▸ **Tarefa escrita A**: Retorne, reproduzindo-a fielmente, a parte da reportagem sobre as críticas de Baduel a Chávez que começa em "Integrante do gabinete" e prossegue até "às suas declarações.".
▸ **Tarefa escrita B**: Retorne cada linha dos registros em que aparece a palavra "building".

▸ **Trecho fornecido**:
· · · ·

Ex-aliado do presidente venezuelano diz que "socialismo do século 21 é clichê", mas advoga entrada da Venezuela no Mercosul
FABIANO MAISONNAVE
DE CARACAS
É quase diário o surgimento de acusações
de golpe de Estado na Venezuela. Mas
nenhuma provocou tanta repercussão
nos últimos anos como a desferida pelo
ex-ministro da Defesa Raúl Isaías Baduel contra o
presidente Hugo Chávez, no meio de uma tensa
campanha em torno do referendo sobre a reforma
constitucional, em menos de duas semanas.
Integrante do gabinete presidencial até julho, o general aposentado Baduel, 52, se transformou, no início do mês, num dos principais opositores do projeto
de reforma constitucional de Chávez, que prevê a
reeleição indefinida apenas para presidente, aumenta as atribuições do Executivo e traz benefícios sociais, como a redução da jornada de trabalho.
Chamado de "traidor" por Chávez apesar dos mais
de 25 anos de aliança, o protagonista do "Baduelazo"
também é duro nas críticas. Sempre em tom calmo e
com uma narrativa meticulosa, ele explicou à Folha
na quinta-feira, em Caracas, por que considera a reforma um "golpe" e contou que perdeu a escolta pessoal em represália às suas declarações.
FOLHA - Por que o projeto de reforma constitucional é um golpe de Estado?

· · · ·

▸ **Dados de entrada**:
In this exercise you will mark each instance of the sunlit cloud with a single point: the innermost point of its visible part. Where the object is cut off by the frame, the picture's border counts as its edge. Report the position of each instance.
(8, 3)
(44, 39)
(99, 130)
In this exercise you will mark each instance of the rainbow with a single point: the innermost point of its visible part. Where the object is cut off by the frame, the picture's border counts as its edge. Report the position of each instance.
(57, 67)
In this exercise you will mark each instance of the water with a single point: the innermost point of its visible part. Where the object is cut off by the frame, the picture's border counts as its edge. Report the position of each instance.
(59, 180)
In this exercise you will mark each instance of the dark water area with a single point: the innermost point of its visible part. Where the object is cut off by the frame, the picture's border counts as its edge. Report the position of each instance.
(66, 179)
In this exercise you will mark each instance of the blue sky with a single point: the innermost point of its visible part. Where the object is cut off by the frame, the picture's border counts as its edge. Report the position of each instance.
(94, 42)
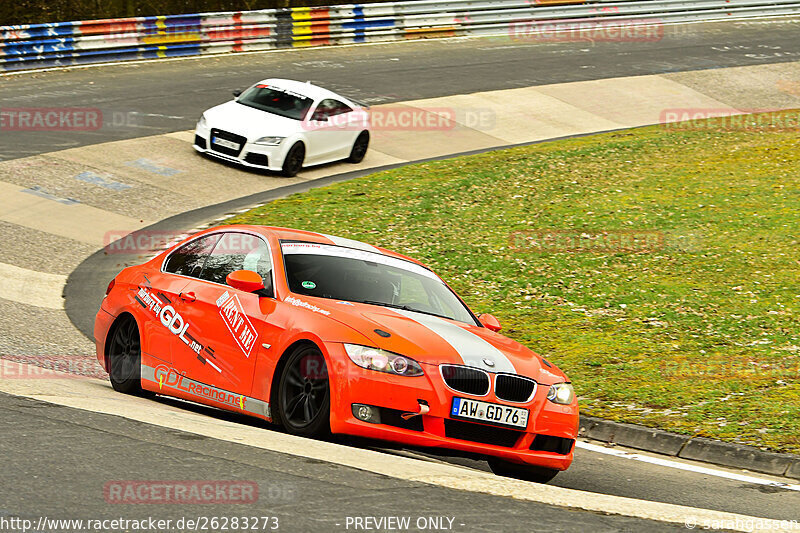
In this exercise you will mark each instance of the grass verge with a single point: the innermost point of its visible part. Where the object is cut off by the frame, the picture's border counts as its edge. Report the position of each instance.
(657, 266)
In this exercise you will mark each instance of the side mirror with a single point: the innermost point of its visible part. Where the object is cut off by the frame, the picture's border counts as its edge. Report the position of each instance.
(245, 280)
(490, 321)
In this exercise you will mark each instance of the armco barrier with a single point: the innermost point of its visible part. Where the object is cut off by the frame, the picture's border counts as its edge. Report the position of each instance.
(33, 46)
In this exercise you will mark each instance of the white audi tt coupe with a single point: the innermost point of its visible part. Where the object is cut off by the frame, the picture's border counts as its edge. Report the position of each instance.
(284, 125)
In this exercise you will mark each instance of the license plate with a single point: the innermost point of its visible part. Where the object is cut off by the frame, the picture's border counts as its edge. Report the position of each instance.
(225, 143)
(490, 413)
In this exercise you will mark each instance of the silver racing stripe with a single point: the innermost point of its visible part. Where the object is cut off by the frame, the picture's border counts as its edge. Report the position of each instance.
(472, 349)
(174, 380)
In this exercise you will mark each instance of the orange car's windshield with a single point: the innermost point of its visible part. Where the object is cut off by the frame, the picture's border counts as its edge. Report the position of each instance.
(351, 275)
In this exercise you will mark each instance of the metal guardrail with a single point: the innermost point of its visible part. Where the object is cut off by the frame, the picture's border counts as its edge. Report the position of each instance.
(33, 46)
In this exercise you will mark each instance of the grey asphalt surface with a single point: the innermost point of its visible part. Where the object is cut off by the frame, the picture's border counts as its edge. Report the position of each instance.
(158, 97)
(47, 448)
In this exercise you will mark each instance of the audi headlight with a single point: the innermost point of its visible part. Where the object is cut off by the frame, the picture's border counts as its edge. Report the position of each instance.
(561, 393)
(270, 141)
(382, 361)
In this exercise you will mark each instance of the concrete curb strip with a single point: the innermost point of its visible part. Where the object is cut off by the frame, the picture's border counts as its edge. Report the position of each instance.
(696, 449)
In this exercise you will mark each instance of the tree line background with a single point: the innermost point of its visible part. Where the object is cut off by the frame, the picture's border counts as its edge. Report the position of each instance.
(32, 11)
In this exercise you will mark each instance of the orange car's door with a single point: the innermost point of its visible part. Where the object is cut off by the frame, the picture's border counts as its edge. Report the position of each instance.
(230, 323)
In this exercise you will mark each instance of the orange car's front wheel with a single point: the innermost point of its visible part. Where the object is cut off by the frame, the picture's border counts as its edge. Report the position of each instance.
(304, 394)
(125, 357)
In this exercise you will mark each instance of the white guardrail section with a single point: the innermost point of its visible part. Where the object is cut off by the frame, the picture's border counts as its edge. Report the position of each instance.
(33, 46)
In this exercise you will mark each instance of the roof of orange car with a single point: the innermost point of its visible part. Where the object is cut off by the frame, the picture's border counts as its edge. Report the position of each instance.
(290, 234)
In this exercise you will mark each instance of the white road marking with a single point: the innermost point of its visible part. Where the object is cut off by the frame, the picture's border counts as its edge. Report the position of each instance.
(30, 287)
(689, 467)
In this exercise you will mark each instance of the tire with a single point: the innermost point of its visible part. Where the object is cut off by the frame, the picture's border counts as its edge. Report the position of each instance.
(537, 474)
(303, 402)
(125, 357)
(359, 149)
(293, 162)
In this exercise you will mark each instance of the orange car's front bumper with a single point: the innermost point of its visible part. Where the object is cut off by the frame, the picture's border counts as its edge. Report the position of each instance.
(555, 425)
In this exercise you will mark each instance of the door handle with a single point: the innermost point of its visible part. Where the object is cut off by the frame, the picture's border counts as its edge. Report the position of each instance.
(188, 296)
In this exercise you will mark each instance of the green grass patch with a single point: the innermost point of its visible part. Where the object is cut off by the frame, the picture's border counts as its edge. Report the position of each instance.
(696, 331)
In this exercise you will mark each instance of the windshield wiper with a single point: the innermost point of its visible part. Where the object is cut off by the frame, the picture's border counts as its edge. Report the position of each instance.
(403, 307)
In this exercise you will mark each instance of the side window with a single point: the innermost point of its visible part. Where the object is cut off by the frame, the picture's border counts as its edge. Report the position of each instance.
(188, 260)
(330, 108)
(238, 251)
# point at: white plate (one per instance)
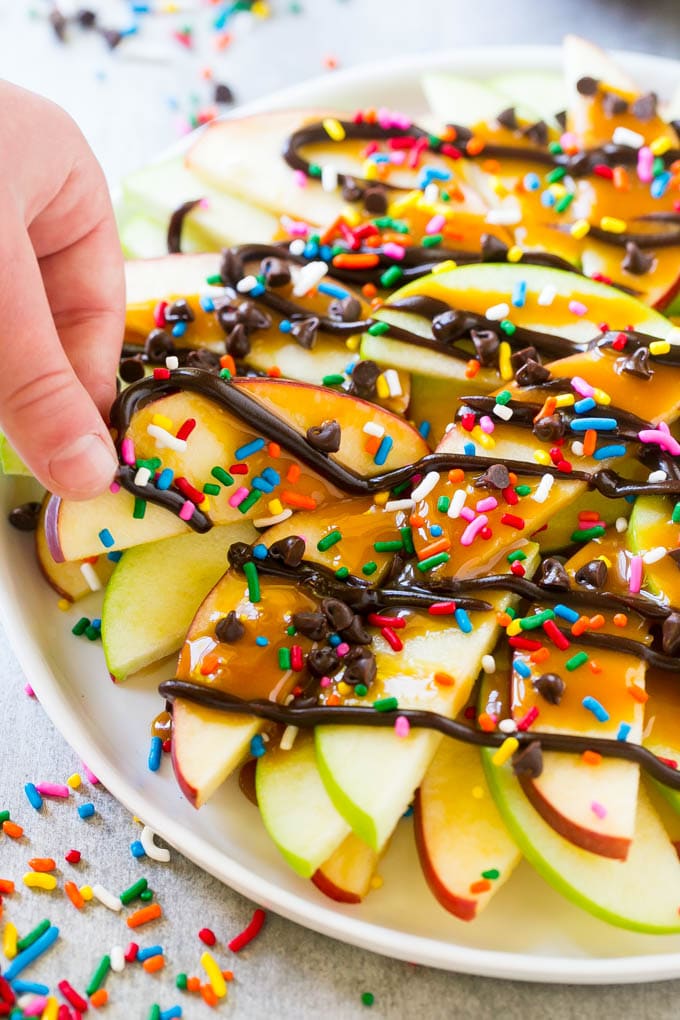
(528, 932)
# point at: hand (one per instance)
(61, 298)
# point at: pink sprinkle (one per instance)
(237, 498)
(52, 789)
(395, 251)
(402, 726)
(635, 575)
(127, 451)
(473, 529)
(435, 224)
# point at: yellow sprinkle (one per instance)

· · · ·

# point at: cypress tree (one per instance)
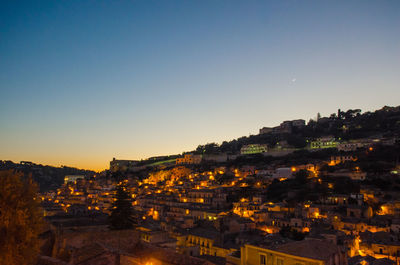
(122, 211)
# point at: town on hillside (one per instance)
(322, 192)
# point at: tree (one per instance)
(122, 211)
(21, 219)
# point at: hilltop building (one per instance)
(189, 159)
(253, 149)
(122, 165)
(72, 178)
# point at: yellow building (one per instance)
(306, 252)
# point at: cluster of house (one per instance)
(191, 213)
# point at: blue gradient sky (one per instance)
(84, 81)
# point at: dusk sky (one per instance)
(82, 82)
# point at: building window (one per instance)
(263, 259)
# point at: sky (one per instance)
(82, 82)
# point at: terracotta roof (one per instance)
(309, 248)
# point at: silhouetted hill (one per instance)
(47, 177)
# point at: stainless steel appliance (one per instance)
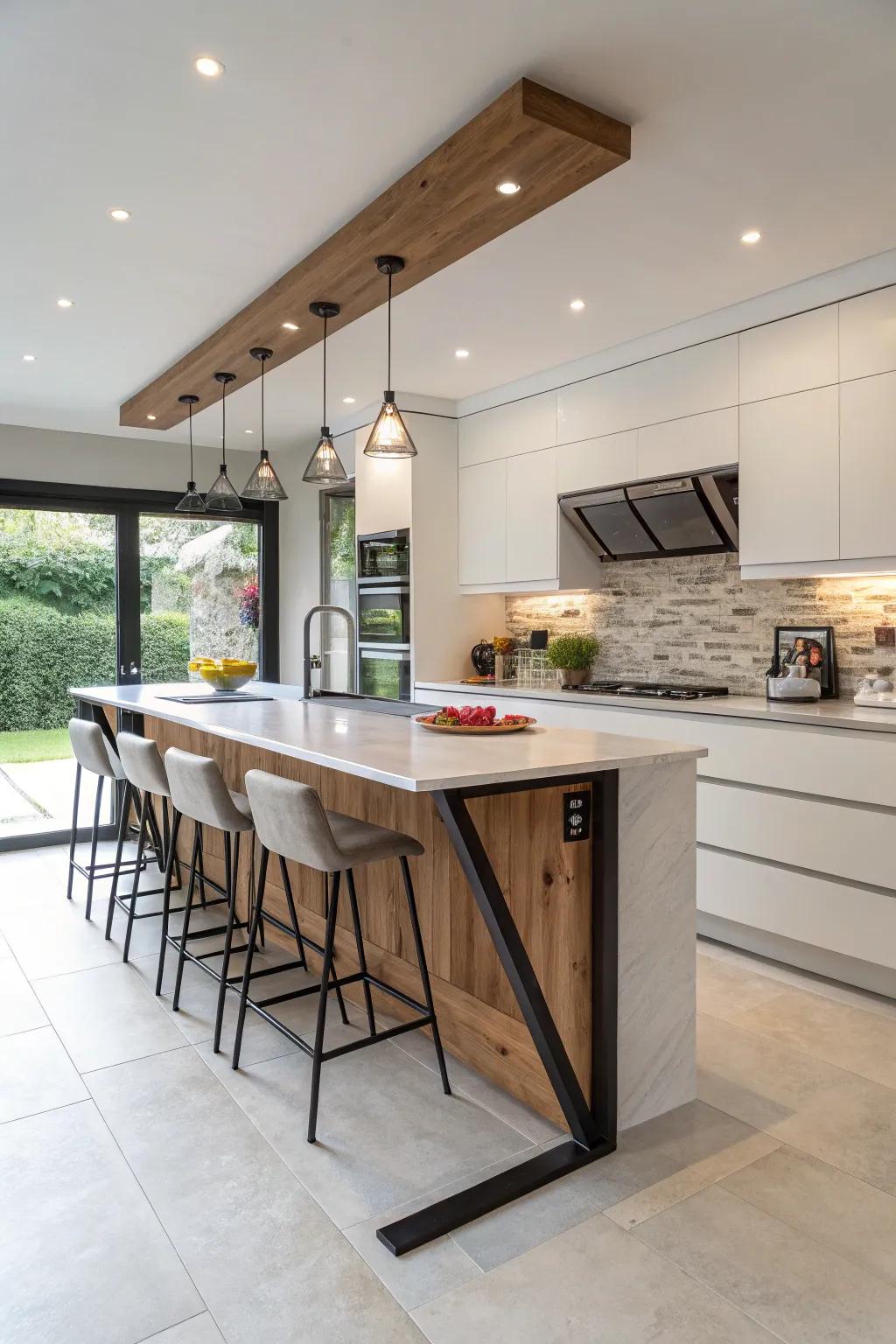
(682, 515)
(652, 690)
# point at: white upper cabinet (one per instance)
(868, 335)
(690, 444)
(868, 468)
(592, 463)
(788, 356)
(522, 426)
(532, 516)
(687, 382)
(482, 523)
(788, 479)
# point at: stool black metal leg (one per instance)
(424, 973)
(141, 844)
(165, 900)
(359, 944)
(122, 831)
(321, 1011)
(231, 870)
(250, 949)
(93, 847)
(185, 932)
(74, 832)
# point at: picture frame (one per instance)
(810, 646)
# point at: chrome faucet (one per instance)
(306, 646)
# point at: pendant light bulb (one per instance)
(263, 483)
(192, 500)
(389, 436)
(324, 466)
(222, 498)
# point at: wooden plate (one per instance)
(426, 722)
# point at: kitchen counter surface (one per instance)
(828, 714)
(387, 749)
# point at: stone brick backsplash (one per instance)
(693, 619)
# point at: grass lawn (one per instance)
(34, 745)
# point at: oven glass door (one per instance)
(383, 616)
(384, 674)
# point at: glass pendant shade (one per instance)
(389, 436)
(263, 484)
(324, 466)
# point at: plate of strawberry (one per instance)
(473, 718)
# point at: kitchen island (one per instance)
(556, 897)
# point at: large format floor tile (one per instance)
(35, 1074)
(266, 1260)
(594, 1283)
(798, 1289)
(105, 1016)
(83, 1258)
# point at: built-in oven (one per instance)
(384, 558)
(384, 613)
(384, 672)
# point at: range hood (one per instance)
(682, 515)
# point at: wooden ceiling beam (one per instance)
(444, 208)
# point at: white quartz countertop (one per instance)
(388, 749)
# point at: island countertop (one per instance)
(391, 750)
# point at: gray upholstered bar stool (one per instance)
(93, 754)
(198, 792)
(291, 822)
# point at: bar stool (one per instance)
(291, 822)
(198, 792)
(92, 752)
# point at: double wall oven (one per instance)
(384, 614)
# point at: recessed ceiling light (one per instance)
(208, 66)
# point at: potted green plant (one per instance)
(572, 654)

· · · ·

▸ **Resposta A**:
Integrante do gabinete presidencial até julho, o general aposentado Baduel, 52, se transformou, no início do mês, num dos principais opositores do projeto
de reforma constitucional de Chávez, que prevê a
reeleição indefinida apenas para presidente, aumenta as atribuições do Executivo e traz benefícios sociais, como a redução da jornada de trabalho.
Chamado de "traidor" por Chávez apesar dos mais
de 25 anos de aliança, o protagonista do "Baduelazo"
também é duro nas críticas. Sempre em tom calmo e
com uma narrativa meticulosa, ele explicou à Folha
na quinta-feira, em Caracas, por que considera a reforma um "golpe" e contou que perdeu a escolta pessoal em represália às suas declarações.

▸ **Resposta B**:
# point at: hilltop building (one per instance)
# point at: yellow building (one per instance)
# point at: building window (one per instance)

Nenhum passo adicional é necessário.